>> Start Entries provided

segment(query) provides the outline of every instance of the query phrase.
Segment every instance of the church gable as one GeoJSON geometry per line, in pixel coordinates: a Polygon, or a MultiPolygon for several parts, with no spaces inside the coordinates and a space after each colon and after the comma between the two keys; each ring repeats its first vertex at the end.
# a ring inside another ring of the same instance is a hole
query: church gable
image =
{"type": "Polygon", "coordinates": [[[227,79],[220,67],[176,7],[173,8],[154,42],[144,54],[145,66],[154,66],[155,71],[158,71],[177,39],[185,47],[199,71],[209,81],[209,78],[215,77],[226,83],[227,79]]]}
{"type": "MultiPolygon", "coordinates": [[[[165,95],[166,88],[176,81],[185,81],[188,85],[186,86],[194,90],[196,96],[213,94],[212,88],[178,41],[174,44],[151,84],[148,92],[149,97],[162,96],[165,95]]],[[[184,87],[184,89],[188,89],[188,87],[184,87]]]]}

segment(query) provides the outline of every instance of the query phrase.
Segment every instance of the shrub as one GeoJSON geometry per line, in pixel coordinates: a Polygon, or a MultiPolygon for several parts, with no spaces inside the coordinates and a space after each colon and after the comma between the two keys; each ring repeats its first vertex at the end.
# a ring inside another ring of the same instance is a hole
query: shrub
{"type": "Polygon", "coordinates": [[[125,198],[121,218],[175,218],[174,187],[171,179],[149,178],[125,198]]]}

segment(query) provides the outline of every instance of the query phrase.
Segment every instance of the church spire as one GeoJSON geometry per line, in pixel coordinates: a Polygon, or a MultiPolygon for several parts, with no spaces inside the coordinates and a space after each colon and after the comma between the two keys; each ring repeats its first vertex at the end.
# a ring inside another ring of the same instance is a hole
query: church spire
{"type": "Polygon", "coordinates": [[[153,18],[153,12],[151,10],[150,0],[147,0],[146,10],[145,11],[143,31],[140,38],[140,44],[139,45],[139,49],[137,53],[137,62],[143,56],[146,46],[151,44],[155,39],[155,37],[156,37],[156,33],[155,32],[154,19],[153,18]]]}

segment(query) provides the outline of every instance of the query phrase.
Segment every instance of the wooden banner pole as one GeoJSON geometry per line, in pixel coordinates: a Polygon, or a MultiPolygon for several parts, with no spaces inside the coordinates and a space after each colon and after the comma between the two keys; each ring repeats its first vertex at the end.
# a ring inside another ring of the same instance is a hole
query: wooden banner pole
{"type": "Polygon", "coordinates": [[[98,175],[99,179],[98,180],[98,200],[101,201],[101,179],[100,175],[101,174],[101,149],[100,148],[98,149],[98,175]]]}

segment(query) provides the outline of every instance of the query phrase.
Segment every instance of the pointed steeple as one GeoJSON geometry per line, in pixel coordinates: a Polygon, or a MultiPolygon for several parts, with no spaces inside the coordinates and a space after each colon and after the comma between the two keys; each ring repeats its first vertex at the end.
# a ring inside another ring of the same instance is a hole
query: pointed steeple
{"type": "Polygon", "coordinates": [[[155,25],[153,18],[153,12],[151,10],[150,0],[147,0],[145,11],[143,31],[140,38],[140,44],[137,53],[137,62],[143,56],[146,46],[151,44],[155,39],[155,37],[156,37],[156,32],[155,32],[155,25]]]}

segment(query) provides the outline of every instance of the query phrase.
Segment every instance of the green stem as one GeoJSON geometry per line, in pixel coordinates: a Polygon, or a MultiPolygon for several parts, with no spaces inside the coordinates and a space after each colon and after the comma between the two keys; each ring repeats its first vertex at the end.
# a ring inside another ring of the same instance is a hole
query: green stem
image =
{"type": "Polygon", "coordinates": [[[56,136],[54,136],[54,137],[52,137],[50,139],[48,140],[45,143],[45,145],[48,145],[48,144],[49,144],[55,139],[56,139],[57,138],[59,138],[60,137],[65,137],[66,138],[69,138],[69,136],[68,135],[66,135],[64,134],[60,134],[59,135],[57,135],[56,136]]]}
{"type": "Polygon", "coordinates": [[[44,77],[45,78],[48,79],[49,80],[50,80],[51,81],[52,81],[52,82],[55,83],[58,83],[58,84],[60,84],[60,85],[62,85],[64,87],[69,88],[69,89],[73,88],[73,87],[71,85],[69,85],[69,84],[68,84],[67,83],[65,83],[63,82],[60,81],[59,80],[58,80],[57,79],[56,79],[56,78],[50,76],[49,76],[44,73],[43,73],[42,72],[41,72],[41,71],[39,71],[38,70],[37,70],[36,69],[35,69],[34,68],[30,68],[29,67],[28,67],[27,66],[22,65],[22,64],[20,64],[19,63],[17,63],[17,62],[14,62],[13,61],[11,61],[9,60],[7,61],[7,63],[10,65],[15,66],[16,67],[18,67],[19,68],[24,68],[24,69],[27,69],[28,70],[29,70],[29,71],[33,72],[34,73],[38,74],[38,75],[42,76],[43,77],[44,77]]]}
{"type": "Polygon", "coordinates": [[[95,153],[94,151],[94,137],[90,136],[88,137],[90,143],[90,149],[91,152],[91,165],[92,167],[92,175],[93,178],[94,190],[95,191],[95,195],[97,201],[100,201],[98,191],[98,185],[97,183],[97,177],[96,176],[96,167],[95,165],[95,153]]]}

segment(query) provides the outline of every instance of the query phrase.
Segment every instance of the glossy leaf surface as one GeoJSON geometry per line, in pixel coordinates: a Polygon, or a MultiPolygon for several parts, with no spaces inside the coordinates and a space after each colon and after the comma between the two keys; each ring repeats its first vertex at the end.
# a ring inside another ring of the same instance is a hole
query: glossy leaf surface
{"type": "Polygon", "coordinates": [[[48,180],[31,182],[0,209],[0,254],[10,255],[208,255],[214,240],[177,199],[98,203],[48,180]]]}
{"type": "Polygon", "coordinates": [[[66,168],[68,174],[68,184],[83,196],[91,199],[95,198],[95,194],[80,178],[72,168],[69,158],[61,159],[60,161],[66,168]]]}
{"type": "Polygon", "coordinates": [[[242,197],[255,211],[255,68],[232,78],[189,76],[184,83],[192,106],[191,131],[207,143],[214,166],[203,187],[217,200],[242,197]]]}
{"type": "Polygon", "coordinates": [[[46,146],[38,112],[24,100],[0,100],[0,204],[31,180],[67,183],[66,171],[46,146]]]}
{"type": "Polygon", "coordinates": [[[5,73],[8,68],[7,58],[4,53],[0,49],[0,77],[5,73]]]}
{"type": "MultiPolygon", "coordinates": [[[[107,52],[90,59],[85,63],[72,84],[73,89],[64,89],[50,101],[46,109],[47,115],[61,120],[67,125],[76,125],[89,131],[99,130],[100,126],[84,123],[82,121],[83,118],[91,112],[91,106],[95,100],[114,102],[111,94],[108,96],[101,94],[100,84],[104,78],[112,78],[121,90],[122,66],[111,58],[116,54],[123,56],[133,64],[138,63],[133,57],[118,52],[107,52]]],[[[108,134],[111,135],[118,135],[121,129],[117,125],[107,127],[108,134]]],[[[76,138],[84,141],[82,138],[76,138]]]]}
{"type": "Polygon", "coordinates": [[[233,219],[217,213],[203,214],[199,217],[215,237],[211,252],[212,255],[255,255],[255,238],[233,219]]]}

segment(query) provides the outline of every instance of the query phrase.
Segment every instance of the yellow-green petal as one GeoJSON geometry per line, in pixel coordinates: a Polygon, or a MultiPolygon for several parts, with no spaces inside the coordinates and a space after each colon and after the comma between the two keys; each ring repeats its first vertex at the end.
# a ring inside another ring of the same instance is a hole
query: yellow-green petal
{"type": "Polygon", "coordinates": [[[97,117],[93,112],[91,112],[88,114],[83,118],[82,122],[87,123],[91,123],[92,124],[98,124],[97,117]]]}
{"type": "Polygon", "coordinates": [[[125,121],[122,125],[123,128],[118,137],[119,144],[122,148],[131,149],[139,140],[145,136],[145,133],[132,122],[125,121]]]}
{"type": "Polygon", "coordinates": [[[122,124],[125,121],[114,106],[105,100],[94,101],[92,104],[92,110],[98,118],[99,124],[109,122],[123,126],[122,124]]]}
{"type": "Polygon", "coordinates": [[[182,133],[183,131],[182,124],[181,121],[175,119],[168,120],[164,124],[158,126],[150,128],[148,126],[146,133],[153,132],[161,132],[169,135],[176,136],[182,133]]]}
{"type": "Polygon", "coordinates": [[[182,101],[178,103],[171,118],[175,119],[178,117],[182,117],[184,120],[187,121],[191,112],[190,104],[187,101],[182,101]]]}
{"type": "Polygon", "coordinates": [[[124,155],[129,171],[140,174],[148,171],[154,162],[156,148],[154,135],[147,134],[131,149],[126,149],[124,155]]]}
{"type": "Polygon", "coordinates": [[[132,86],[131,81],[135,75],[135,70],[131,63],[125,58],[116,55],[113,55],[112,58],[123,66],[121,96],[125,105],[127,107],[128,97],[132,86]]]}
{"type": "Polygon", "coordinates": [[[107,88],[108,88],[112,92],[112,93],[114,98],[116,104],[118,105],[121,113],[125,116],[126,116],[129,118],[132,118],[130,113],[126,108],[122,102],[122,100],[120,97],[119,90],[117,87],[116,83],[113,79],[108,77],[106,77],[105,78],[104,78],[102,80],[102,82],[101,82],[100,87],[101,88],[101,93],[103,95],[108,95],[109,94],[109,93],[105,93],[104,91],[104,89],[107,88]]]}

>> End Entries provided

=== Aim ===
Pick out each line of the data above that contains the word "gable", and copy those lines.

=== Reply ===
Segment every instance of the church gable as one GeoJSON geometry per line, in pixel coordinates: a Polygon, or a MultiPolygon for several parts, with no spaces inside the coordinates and a space after each colon and after the comma between the two keys; each ring repeats its first vertex at the end.
query: church gable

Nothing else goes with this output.